A Civil War Legacy Continues: Serena Sayles Makes A Claim

Ira Sayles died Friday, 15 June 1894, and was buried on the Sayles’ Mecklenburg County farm before the sun hovered on the western horizon that evening.

If you have ever served as executor of someone’s last wishes, then you know how incongruous the days following a death can feel. There are all the emotions roiling around loss–relief if the loved one was in pain, deep anxiety about what the person’s absence will mean about your future, regret over old arguments that will never get settled, and deep, grumbling, fumbling sadness. Then there are the legalities, specific steps that one’s mind must clearly, carefully execute.

Vulnerability. Precision. Do what must be done.


Serena and Ira were dependent on their son, Clifton, and as he stated in a letter supporting his father’s pension claim, “I myself am a poor man with a wife and several children to provide for.” The $8 a month that Ira received as a disability pension had been a welcome supplement to the family’s income. Was there some way that benefit could continue?
########################################
GIVEN INSTRUCTION A: Reproduce the text above on Serena Sayles's pension claim word for word.
########################################
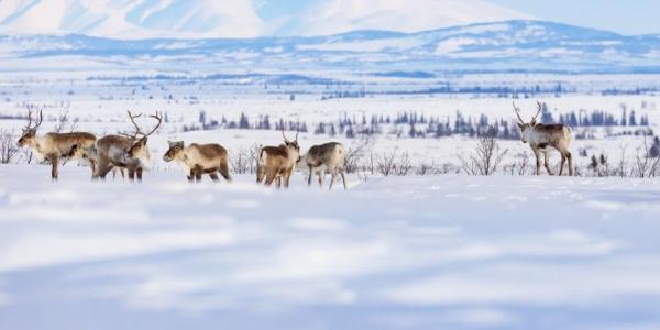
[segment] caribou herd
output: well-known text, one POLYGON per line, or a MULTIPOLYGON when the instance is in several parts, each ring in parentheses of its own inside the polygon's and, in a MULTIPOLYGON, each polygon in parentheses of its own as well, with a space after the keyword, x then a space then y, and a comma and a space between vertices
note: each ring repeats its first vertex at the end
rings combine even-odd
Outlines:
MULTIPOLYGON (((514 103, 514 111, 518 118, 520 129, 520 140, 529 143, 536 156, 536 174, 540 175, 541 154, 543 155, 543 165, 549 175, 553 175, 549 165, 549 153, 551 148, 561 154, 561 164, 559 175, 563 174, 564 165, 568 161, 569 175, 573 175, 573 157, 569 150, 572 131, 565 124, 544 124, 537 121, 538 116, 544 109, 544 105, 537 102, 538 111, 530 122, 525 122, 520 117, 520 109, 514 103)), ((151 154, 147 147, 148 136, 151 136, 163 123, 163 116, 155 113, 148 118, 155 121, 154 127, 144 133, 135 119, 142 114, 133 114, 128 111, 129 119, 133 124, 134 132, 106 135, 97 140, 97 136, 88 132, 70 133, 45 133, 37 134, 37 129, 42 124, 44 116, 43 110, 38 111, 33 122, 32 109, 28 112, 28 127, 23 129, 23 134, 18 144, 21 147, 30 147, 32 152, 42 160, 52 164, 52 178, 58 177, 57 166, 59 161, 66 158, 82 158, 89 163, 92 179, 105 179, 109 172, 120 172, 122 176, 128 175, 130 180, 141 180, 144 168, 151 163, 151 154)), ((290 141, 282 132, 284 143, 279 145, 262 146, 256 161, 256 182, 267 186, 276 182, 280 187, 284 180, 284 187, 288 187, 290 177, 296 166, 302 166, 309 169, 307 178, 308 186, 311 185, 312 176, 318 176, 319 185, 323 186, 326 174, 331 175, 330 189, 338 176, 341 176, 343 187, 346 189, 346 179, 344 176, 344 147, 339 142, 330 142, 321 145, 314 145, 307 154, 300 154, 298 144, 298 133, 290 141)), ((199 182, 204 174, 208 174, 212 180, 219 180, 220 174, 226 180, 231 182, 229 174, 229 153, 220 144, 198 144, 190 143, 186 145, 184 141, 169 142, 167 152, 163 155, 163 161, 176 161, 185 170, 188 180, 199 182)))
########################################
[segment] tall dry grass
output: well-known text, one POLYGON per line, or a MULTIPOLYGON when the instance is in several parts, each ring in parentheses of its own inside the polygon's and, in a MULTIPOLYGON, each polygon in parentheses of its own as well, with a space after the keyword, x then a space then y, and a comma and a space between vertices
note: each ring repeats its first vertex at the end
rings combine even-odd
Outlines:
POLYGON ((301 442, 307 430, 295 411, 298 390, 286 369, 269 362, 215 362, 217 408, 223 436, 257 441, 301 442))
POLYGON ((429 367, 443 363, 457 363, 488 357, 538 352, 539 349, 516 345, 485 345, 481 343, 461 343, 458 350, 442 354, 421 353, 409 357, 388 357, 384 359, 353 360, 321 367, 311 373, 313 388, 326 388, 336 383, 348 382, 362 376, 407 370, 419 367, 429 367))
########################################
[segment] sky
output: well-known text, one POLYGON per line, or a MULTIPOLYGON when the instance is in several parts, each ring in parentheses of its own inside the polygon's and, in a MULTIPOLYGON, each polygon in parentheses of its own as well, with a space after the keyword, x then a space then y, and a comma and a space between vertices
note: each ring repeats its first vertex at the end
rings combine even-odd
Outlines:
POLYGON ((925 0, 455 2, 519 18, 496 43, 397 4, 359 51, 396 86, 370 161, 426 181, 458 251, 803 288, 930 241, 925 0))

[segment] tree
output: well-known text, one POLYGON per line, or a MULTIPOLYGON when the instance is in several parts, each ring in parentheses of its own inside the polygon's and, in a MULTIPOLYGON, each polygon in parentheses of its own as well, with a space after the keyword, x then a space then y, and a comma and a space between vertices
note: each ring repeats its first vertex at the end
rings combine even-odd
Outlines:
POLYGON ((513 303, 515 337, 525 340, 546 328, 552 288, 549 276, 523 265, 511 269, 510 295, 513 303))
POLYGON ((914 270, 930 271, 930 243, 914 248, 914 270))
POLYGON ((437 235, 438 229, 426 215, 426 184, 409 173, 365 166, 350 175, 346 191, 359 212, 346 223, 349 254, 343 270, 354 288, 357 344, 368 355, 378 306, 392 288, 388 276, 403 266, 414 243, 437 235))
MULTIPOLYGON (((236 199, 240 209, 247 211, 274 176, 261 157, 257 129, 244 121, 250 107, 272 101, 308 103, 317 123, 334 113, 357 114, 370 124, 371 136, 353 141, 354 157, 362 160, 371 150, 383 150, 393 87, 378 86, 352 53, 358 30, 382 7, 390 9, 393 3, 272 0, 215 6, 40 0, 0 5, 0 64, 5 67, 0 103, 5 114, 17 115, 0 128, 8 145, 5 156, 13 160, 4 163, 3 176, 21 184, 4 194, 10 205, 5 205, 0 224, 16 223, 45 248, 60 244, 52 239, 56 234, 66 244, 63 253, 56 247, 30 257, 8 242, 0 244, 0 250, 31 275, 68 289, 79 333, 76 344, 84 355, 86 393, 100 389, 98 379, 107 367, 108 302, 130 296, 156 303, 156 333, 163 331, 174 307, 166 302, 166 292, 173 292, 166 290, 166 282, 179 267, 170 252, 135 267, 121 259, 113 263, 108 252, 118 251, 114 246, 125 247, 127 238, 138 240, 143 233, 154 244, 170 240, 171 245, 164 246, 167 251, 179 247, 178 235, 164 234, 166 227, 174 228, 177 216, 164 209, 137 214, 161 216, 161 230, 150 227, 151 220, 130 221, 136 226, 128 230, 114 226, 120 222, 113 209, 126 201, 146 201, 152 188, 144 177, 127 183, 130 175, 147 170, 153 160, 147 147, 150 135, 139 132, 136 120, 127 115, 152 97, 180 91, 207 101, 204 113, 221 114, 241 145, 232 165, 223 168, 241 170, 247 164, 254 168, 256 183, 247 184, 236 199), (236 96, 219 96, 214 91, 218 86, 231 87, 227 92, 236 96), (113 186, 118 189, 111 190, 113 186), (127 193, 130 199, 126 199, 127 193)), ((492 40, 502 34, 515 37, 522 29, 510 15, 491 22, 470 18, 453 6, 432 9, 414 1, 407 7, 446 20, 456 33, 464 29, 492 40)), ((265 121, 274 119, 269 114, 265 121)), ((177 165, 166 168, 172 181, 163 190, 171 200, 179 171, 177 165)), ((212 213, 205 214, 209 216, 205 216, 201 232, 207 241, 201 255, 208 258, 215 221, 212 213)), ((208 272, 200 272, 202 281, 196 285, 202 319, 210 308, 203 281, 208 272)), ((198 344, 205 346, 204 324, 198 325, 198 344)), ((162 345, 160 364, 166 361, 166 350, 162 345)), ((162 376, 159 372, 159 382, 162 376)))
########################################
GIVEN INSTRUCTION B: Taking the records between the lines holding "[segment] tree" and "POLYGON ((437 235, 438", inclusive, write out only those lines again with "combine" swapped for "merge" and nothing else altered.

EXERCISE OUTPUT A:
A Civil War Legacy Continues: Serena Sayles Makes A Claim

Ira Sayles died Friday, 15 June 1894, and was buried on the Sayles’ Mecklenburg County farm before the sun hovered on the western horizon that evening.

If you have ever served as executor of someone’s last wishes, then you know how incongruous the days following a death can feel. There are all the emotions roiling around loss–relief if the loved one was in pain, deep anxiety about what the person’s absence will mean about your future, regret over old arguments that will never get settled, and deep, grumbling, fumbling sadness. Then there are the legalities, specific steps that one’s mind must clearly, carefully execute.

Vulnerability. Precision. Do what must be done.


Serena and Ira were dependent on their son, Clifton, and as he stated in a letter supporting his father’s pension claim, “I myself am a poor man with a wife and several children to provide for.” The $8 a month that Ira received as a disability pension had been a welcome supplement to the family’s income. Was there some way that benefit could continue?

EXERCISE OUTPUT B:
[segment] tree
output: well-known text, one POLYGON per line, or a MULTIPOLYGON when the instance is in several parts, each ring in parentheses of its own inside the polygon's and, in a MULTIPOLYGON, each polygon in parentheses of its own as well, with a space after the keyword, x then a space then y, and a comma and a space between vertices
note: each ring repeats its first vertex at the end
rings merge even-odd
Outlines:
POLYGON ((513 303, 515 337, 525 340, 546 328, 552 288, 549 276, 523 265, 511 269, 510 295, 513 303))
POLYGON ((914 270, 930 271, 930 243, 914 248, 914 270))
POLYGON ((437 235, 438 229, 426 215, 426 184, 409 173, 365 166, 350 175, 346 191, 359 212, 346 223, 349 254, 343 270, 354 288, 357 344, 368 355, 378 306, 392 288, 388 276, 403 266, 414 243, 437 235))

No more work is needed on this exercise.